Rewrite the listing below as a numbered list, one line per item, leaving out the blank lines.

#### [Extracted material]
-- START --
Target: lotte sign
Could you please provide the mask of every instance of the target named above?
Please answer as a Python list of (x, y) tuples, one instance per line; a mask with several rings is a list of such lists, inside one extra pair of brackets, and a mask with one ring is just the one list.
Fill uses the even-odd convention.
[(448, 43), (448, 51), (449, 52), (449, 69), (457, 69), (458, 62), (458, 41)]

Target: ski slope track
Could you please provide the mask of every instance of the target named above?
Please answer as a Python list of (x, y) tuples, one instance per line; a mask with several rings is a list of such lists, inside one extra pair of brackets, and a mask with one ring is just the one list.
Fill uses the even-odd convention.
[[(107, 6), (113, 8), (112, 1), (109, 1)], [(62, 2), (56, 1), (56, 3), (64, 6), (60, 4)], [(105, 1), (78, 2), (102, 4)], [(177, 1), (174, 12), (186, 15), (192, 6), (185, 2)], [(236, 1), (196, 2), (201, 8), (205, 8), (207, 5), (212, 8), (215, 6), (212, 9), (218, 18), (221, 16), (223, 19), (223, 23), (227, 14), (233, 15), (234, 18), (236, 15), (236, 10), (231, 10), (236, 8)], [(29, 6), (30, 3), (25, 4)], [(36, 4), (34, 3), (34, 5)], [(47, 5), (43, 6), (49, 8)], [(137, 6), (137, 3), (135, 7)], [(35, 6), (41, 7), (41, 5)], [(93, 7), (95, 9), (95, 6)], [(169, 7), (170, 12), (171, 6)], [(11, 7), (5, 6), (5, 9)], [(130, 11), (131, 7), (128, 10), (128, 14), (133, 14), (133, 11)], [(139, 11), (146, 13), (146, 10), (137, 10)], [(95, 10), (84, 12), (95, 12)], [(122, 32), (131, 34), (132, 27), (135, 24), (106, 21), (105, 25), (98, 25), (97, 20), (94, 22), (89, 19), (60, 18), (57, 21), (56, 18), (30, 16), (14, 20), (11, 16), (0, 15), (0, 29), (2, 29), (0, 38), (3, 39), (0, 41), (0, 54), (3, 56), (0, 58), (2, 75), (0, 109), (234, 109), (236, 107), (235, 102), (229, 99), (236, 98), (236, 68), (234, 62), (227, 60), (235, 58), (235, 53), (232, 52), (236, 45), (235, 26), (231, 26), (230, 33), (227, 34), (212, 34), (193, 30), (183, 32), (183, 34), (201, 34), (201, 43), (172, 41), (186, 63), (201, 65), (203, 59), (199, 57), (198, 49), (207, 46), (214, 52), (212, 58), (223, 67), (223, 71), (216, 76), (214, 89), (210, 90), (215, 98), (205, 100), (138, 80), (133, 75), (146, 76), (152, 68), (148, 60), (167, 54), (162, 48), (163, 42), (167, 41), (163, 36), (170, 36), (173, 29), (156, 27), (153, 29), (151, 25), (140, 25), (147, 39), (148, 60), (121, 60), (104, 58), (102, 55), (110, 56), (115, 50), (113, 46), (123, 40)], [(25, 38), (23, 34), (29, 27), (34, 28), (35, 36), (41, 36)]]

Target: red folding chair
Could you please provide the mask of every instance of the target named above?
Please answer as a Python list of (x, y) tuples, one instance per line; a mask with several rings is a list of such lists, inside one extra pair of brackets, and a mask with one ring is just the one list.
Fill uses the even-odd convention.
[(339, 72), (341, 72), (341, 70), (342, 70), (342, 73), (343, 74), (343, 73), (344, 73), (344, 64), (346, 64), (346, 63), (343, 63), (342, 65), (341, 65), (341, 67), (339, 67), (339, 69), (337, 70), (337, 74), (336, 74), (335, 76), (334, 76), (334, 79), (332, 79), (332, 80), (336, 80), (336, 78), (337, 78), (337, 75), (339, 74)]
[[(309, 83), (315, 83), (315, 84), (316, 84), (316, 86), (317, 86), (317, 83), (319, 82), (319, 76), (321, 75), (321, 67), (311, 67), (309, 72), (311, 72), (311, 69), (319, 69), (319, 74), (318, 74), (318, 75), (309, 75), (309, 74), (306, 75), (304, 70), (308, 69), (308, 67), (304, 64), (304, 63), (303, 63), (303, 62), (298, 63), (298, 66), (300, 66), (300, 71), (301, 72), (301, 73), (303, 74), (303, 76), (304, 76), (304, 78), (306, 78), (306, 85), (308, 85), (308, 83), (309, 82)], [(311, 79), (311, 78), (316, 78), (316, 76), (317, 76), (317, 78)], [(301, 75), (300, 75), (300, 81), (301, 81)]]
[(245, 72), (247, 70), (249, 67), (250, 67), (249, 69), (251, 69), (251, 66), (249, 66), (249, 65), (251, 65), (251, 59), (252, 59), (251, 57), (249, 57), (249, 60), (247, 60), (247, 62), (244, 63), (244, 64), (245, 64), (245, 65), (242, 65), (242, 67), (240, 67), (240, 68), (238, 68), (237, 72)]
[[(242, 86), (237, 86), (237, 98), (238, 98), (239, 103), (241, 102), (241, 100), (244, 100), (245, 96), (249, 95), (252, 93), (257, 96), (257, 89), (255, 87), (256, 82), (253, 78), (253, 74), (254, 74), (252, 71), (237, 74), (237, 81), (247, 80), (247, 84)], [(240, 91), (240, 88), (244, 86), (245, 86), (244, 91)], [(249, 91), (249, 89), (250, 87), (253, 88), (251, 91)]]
-- END --
#### [Written solution]
1. Target: lotte sign
2. Could you please provide the mask of every instance of the target named above?
3. Please answer as a Python list of (x, y) tuples, one instance per line; a mask with several rings is a list of such lists, inside one extra pair of brackets, and a mask with one ring is just the one list.
4. Fill uses the even-odd convention.
5. [(448, 43), (448, 51), (449, 52), (449, 69), (457, 69), (458, 62), (458, 41)]
6. Target: ski slope track
7. Could you please provide the mask of every instance of the target named above?
8. Please answer as a Python list of (x, y) tuples, one instance per line; a mask with several rings is a list of such lists, inside one extra pair of brackets, and a mask with one ring is just the one list.
9. Fill uses the even-odd convention.
10. [[(107, 6), (113, 8), (112, 1), (109, 1)], [(62, 2), (56, 1), (56, 3), (64, 6), (60, 4)], [(105, 1), (78, 2), (102, 4)], [(177, 1), (174, 12), (186, 15), (192, 6), (185, 2)], [(236, 1), (196, 2), (201, 8), (205, 8), (207, 5), (212, 8), (215, 6), (212, 9), (218, 18), (221, 16), (223, 19), (223, 23), (227, 14), (233, 15), (234, 18), (236, 15), (236, 10), (231, 10), (236, 8)], [(29, 6), (30, 3), (25, 4)], [(36, 4), (34, 3), (34, 5)], [(47, 5), (43, 6), (49, 8)], [(137, 6), (137, 3), (135, 7)], [(35, 6), (41, 7), (41, 5)], [(93, 7), (95, 9), (95, 6)], [(169, 7), (170, 12), (171, 6)], [(11, 7), (5, 6), (5, 9)], [(130, 11), (131, 7), (128, 10), (128, 14), (133, 14), (133, 11)], [(139, 11), (146, 13), (146, 10), (137, 10)], [(95, 10), (84, 12), (95, 12)], [(122, 32), (131, 34), (132, 27), (135, 24), (106, 21), (105, 25), (98, 25), (97, 20), (94, 22), (89, 19), (60, 18), (57, 21), (56, 18), (30, 16), (14, 20), (11, 16), (0, 15), (0, 29), (2, 29), (0, 38), (3, 39), (0, 41), (0, 54), (3, 56), (0, 58), (2, 75), (0, 109), (234, 109), (236, 107), (235, 102), (229, 99), (236, 98), (236, 68), (234, 62), (227, 60), (235, 58), (235, 53), (232, 52), (236, 45), (235, 26), (231, 26), (230, 33), (227, 34), (212, 34), (193, 30), (183, 32), (183, 34), (201, 34), (201, 43), (172, 41), (186, 63), (201, 65), (203, 59), (199, 57), (198, 49), (207, 46), (214, 52), (212, 58), (223, 67), (223, 71), (216, 76), (214, 89), (210, 90), (215, 98), (205, 100), (138, 80), (133, 75), (146, 76), (152, 68), (148, 60), (167, 54), (162, 48), (163, 42), (167, 41), (163, 36), (170, 36), (173, 29), (156, 27), (153, 29), (151, 25), (140, 25), (147, 39), (148, 60), (121, 60), (104, 58), (102, 55), (110, 56), (115, 50), (113, 46), (123, 40)], [(25, 38), (23, 34), (29, 27), (34, 28), (35, 36), (41, 36)]]
11. Target: red folding chair
12. Could you please provide the mask of every instance of the target named above?
13. Please answer as a Python list of (x, y) tuples, one instance per line; a mask with several rings is a list of such lists, inside one extra pair of brackets, and a mask with one ring is just the one list.
14. Fill uses the even-odd convention.
15. [(339, 72), (341, 72), (341, 70), (342, 70), (342, 73), (343, 74), (343, 73), (344, 73), (344, 64), (346, 64), (346, 63), (343, 63), (342, 65), (341, 65), (341, 67), (339, 67), (339, 69), (337, 70), (337, 74), (336, 74), (335, 76), (334, 76), (334, 79), (332, 79), (332, 80), (336, 80), (336, 78), (337, 78), (337, 75), (339, 74)]
16. [[(309, 83), (315, 83), (315, 84), (316, 84), (316, 86), (317, 86), (317, 83), (319, 82), (319, 76), (321, 75), (321, 67), (311, 67), (309, 72), (311, 72), (311, 69), (319, 69), (319, 74), (318, 74), (318, 75), (309, 75), (309, 74), (306, 75), (304, 70), (308, 69), (308, 67), (304, 64), (304, 63), (303, 63), (303, 62), (298, 63), (298, 66), (300, 66), (300, 71), (301, 72), (301, 73), (303, 74), (303, 76), (304, 76), (304, 78), (306, 78), (306, 85), (308, 85), (308, 83), (309, 82)], [(311, 79), (311, 78), (316, 78), (316, 76), (317, 76), (317, 78)], [(301, 75), (300, 75), (300, 81), (301, 81)]]
17. [(245, 72), (247, 70), (249, 67), (250, 67), (249, 69), (251, 69), (251, 66), (249, 66), (249, 65), (251, 65), (251, 59), (252, 59), (251, 57), (249, 57), (249, 60), (247, 60), (247, 62), (244, 63), (244, 64), (245, 64), (245, 65), (242, 65), (242, 67), (240, 67), (240, 68), (238, 68), (237, 72)]
18. [[(242, 86), (237, 86), (237, 98), (238, 98), (239, 103), (241, 102), (241, 100), (244, 100), (245, 96), (249, 95), (252, 93), (257, 96), (257, 89), (255, 87), (256, 82), (253, 78), (253, 74), (254, 74), (252, 71), (237, 74), (237, 81), (247, 80), (247, 84)], [(240, 91), (240, 88), (244, 86), (245, 86), (244, 91)], [(249, 91), (249, 89), (250, 87), (253, 88), (251, 91)]]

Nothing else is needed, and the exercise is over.